> Your assignment:
Type out the entries again, keeping every word unchanged.

(Stored records)
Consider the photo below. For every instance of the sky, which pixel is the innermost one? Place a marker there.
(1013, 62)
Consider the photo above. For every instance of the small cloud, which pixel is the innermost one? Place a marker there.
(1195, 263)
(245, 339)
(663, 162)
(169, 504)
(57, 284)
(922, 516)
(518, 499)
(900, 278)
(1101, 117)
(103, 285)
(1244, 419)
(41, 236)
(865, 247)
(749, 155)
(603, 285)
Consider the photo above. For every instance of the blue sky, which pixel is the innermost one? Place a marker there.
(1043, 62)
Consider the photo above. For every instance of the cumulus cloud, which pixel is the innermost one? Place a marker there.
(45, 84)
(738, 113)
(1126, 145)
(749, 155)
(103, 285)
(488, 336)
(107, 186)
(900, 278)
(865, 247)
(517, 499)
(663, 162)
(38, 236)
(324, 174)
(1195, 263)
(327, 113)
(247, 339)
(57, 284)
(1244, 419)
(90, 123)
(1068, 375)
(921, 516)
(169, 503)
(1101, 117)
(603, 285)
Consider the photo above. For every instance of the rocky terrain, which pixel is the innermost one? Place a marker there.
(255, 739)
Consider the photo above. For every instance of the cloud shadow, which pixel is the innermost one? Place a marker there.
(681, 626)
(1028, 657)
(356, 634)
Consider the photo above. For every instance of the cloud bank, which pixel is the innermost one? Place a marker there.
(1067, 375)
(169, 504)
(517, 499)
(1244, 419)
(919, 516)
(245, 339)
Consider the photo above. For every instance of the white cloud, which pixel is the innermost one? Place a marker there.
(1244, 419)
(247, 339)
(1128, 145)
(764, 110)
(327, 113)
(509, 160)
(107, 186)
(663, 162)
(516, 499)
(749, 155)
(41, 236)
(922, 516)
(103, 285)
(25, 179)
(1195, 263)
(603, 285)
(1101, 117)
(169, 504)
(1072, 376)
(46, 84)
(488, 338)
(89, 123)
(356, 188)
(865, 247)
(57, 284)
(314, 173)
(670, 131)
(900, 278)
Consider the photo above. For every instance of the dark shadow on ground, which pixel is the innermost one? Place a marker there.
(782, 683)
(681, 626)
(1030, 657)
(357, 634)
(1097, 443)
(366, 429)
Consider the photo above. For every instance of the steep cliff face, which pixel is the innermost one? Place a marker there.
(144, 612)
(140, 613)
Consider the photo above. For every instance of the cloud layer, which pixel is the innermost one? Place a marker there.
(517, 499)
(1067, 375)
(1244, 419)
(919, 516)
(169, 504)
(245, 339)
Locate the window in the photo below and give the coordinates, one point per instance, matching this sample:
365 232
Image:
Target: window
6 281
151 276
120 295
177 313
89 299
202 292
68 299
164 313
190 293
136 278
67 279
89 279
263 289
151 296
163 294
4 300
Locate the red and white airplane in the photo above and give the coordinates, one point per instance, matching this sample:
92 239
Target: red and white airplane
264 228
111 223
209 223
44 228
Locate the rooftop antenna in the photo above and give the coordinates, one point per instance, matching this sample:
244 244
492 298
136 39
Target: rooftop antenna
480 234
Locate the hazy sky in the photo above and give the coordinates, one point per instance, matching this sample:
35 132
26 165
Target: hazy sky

> Answer section:
Consider the photo below. For every instance of the sky, which pixel is the innermost one? Place a marker there.
(1013, 62)
Consider the photo above. For every instance of the small cloud, which pixel is the innermost one? Place a marker there.
(1195, 263)
(245, 339)
(663, 162)
(169, 504)
(57, 284)
(922, 516)
(518, 499)
(900, 278)
(1101, 117)
(103, 285)
(1244, 419)
(41, 236)
(865, 247)
(749, 155)
(603, 285)
Consider the photo above. For every instance of the blue sky, which pixel is the innermost one? Place a marker there.
(1043, 62)
Consider the photo above. For every instance of the cumulus cloud, which pixel is the innermost one? Place a marker there.
(45, 84)
(738, 113)
(1126, 145)
(749, 155)
(103, 285)
(488, 336)
(107, 186)
(900, 278)
(865, 247)
(517, 499)
(663, 162)
(38, 236)
(324, 174)
(1195, 263)
(327, 113)
(247, 339)
(57, 284)
(1244, 419)
(90, 123)
(1068, 375)
(921, 516)
(169, 503)
(1101, 117)
(603, 285)
Consider the photo above. For every instance of the rocky terrain, which pixel is the innermost one? Place a marker there.
(255, 739)
Consider the photo above. For every instance of the cloud shadow, which pixel is the innermost one? Place a marker there.
(681, 626)
(1028, 657)
(356, 634)
Consider the photo above. For every instance of the cloud bank, which pixel is the innermost one? Place a marker there.
(1067, 375)
(169, 504)
(517, 499)
(1244, 419)
(919, 516)
(245, 339)
Consider the photo above. For every instance of the white cloud, which pixel is the innermost one? Place a marker there.
(1244, 419)
(247, 339)
(1128, 145)
(764, 110)
(327, 113)
(509, 160)
(107, 186)
(663, 162)
(516, 499)
(749, 155)
(41, 236)
(922, 516)
(103, 285)
(25, 179)
(1195, 263)
(603, 285)
(1101, 117)
(169, 504)
(1072, 376)
(46, 84)
(488, 338)
(89, 123)
(356, 188)
(865, 247)
(57, 284)
(314, 173)
(670, 131)
(900, 278)
Consider the photo above. For every instance of the dark shadow on ground, which pixel is the innermost one? Place a marker there.
(782, 683)
(681, 626)
(1030, 657)
(357, 634)
(1097, 443)
(366, 429)
Consider the photo above. For every instance of the steep cliff face, which pixel is the innermost one? Place a marker there.
(144, 612)
(140, 613)
Consider the photo above. For every instance of the cloud layer, which pixel is the innermost one? Place a marker there.
(517, 499)
(1067, 375)
(1244, 419)
(919, 516)
(169, 504)
(245, 339)
Locate the window in the photo below and give the coordinates, one point per instance, matching this sample:
365 232
Image:
Target: window
6 281
151 276
120 295
177 313
89 299
202 292
68 299
164 313
190 293
136 278
67 279
89 279
263 289
151 296
163 294
4 300
Locate the red and white airplane in the photo above and give the coordinates, one point per instance, matching this sample:
92 239
Target: red and white airplane
264 228
111 223
209 223
44 228
Locate the rooftop antenna in the photo above and give the coordinates, one point per instance, matching this sample:
244 244
492 298
136 39
Target: rooftop antenna
480 234
Locate the hazy sky in the photo above and give the coordinates, one point per instance, matching this sample:
35 132
26 165
Target: hazy sky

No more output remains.